▶ [GIVEN TASK]: Reproduce the material below verbatim, line for line, and omit the pictures from your reply.

★ ★ ★ ★ ★

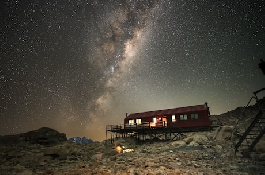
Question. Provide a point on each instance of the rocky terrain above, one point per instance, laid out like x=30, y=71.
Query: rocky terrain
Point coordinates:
x=46, y=151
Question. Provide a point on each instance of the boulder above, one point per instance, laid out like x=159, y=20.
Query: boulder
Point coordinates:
x=224, y=133
x=43, y=136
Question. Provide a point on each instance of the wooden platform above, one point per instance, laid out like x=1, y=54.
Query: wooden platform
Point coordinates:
x=147, y=132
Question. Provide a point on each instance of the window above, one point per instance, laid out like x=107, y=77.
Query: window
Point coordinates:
x=131, y=122
x=173, y=118
x=194, y=116
x=183, y=117
x=138, y=121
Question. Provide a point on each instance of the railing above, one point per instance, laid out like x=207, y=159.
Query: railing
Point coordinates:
x=137, y=126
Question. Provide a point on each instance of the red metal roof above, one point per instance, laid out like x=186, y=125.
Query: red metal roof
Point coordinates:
x=180, y=110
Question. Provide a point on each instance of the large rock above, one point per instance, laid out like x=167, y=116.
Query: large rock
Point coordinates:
x=44, y=136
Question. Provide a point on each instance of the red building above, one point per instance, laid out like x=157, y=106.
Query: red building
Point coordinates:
x=182, y=117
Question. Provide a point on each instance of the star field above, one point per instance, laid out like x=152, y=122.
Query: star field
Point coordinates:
x=77, y=66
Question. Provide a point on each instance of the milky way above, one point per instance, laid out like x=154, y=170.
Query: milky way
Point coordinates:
x=77, y=66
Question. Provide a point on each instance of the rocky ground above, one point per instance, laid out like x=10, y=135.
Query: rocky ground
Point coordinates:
x=202, y=153
x=47, y=152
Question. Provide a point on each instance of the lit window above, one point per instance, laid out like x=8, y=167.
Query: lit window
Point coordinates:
x=138, y=121
x=173, y=118
x=131, y=122
x=183, y=117
x=194, y=116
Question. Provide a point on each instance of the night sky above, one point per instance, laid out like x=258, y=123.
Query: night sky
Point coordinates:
x=79, y=65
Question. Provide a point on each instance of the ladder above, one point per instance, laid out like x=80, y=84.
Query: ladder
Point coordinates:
x=253, y=133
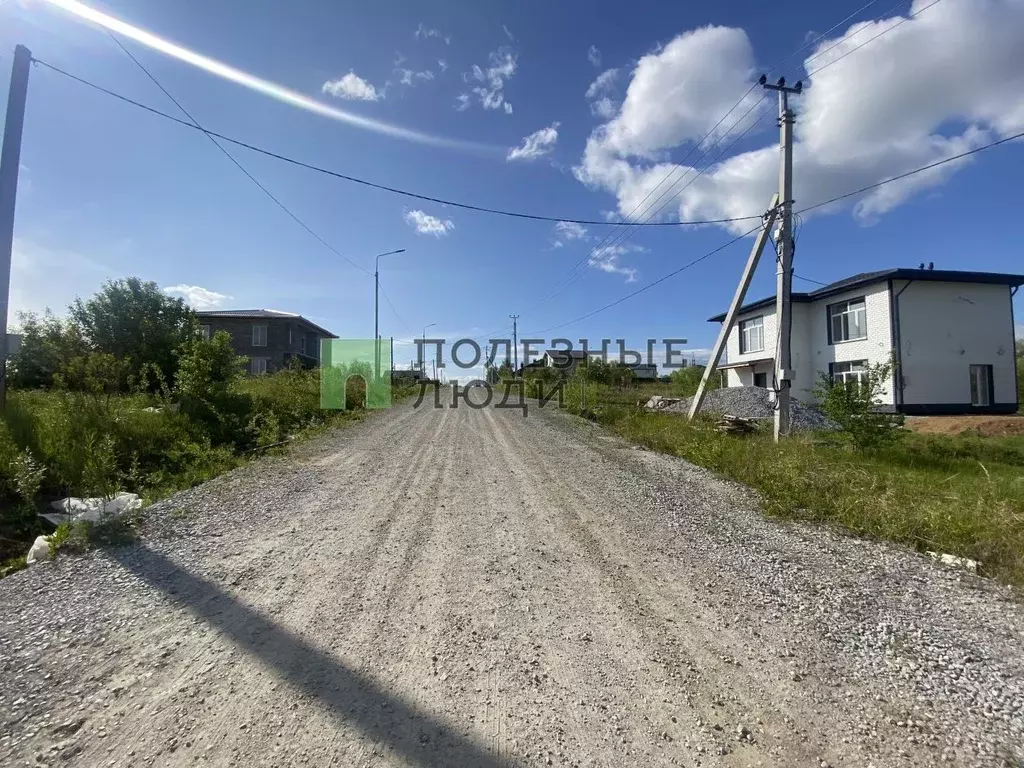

★ ★ ★ ★ ★

▶ [WRITTEN RESPONSE]:
Question. Provide a point on each instance of the rocky terrain above, one point per instance, laid out like x=30, y=71.
Query: rocky terrain
Point coordinates:
x=46, y=151
Question. Provide a point on each instance of the boulder above, one point per instance, laid out like x=159, y=20.
Query: boulder
Point coordinates:
x=224, y=133
x=43, y=136
Question. Provide a point on each instance of the wooden platform above, one point per instance, laid out like x=1, y=54.
Query: wooden platform
Point coordinates:
x=147, y=132
Question. Provide a point on each instance of the window above, one point per instance, laid out like x=107, y=77.
Query: window
Point coordinates:
x=131, y=122
x=173, y=118
x=194, y=116
x=183, y=117
x=138, y=121
Question. Provide a point on each instance of the railing above, one point per instance, laid out like x=207, y=159.
Query: railing
Point coordinates:
x=137, y=126
Question. Provide a point on each instance of the red metal roof above, one point per instance, laid out like x=186, y=125.
Query: red metal roof
Point coordinates:
x=180, y=110
Question. Provide a point on each instance of the large rock above, one point per instance, laid out like x=167, y=116.
Query: large rock
Point coordinates:
x=44, y=136
Question. Provide a point on each instance of the red building above, one point per instance, laid out like x=157, y=106.
Query: red building
Point coordinates:
x=182, y=117
Question. Provide a point on each instance of the star field above, one point per instance, laid out like x=152, y=122.
Query: star field
Point coordinates:
x=77, y=66
Question. Provide a point on each instance of the milky way above, one point per instance, laid out like x=154, y=170.
Query: milky way
Point coordinates:
x=77, y=66
Question. Provide a point on each instance of the rocky ground above, one point per instance, laid out like x=10, y=135.
Query: rocky ground
Point coordinates:
x=202, y=153
x=47, y=152
Question. Provide a point on each instance of the lit window above, one point per instance, laid out like x=8, y=167.
Query: lit window
Point coordinates:
x=138, y=121
x=173, y=118
x=131, y=122
x=183, y=117
x=194, y=116
Question. Provide a point on each instance of the night sky above, one point per instance, laid out like x=258, y=123.
Query: night sky
Point coordinates:
x=79, y=65
Question. Provide a point on each instance of the ladder above, one point per instance, laid out like x=80, y=84.
Query: ladder
Point coordinates:
x=253, y=133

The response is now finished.